• GIVEN TEXT:
· · · · ·

The Chiba Lotte Marines - a Japanese ballclub, not Starbucks' newest drink of the month - will soon post to MLB Roki Sasaki, a 23-year-old pitching phenom who might even be better than Yoshinobo Yamamoto, who crushed us in Game Two, before the leaden weight of our shortcomings finished the job.
Thanks to the Byzantine rules for Japanese players migrating to Paradise - (that's us, ha!) - Sasaki shall be limited in how much money he can rake - (don't ask how; it's another rule written for billionaires, by billionaires) - but he does get to choose his next city and jersey.
And let's face it: That's probably the Dodgers.
Why? Well, they have the best team in baseball. They have the most fruitful endorsement market in baseball. They have the best player in baseball. They have the two biggest Japanese stars in baseball. They have the hottest women in baseball. (Sorry, Cleveland, but you've still got Machine Gun Kelly.) And they keep the most questionable financial books in baseball.
That final spoke in their wheel of dominance comes courtesy of their deal with Shohei Ohtani, who will receive deferred salary payments through eternity, long after California and Florida have been swallowed by the oceans, and we are mere festering blemishes of microplastics in some earthworm's underbelly.
I have a theory, and I'm going to spare us both a half-hour of mental tiddlywinks by not researching it. Instead, hell! I'm posting it, straight up, because - hey, these are the modern times, right? - and so, where was I?, oh, yeah, the theory... it goes like this:
Every baseball dynasty came about from a secret advantage that some team cooked up and exploited, and ended only after other franchises caught up.

· · · · ·

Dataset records

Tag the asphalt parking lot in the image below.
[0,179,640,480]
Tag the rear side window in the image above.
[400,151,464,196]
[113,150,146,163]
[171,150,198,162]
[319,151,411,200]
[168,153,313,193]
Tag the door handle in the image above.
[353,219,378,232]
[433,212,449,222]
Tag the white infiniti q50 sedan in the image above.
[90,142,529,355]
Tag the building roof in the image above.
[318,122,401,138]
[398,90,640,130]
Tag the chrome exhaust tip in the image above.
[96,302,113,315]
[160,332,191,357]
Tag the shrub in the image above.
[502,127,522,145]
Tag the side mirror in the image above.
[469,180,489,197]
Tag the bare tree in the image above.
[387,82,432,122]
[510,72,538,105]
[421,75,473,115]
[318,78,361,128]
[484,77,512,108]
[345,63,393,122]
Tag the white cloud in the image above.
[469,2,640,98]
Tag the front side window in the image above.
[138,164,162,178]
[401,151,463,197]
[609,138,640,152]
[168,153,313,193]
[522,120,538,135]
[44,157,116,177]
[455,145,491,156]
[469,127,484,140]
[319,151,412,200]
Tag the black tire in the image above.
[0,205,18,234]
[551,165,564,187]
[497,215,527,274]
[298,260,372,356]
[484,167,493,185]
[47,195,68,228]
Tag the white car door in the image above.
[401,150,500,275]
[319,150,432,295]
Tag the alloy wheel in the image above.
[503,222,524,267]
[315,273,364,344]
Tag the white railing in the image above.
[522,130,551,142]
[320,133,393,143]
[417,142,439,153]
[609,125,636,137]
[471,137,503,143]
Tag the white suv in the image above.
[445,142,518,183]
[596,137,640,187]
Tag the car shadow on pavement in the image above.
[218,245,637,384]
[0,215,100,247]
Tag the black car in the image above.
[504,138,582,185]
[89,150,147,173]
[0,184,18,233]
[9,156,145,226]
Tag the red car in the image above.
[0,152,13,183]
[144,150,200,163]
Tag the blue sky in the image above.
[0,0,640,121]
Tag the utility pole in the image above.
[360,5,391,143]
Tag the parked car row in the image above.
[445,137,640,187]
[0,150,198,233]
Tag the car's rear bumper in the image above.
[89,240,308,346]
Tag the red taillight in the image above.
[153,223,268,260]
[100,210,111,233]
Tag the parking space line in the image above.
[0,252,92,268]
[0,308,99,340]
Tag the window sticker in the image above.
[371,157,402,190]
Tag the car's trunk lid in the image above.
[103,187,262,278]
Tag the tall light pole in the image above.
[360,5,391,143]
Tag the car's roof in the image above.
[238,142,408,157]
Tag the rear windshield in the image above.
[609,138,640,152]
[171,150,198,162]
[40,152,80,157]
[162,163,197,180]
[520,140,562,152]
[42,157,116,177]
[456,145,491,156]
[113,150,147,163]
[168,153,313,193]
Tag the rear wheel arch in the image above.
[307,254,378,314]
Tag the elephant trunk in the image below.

· · · · ·

• TASK DIRECTIONS:
In the baseball text above, which club is described as the one that will post Roki Sasaki to MLB?

• YOUR SOLUTION:
The Chiba Lotte Marines.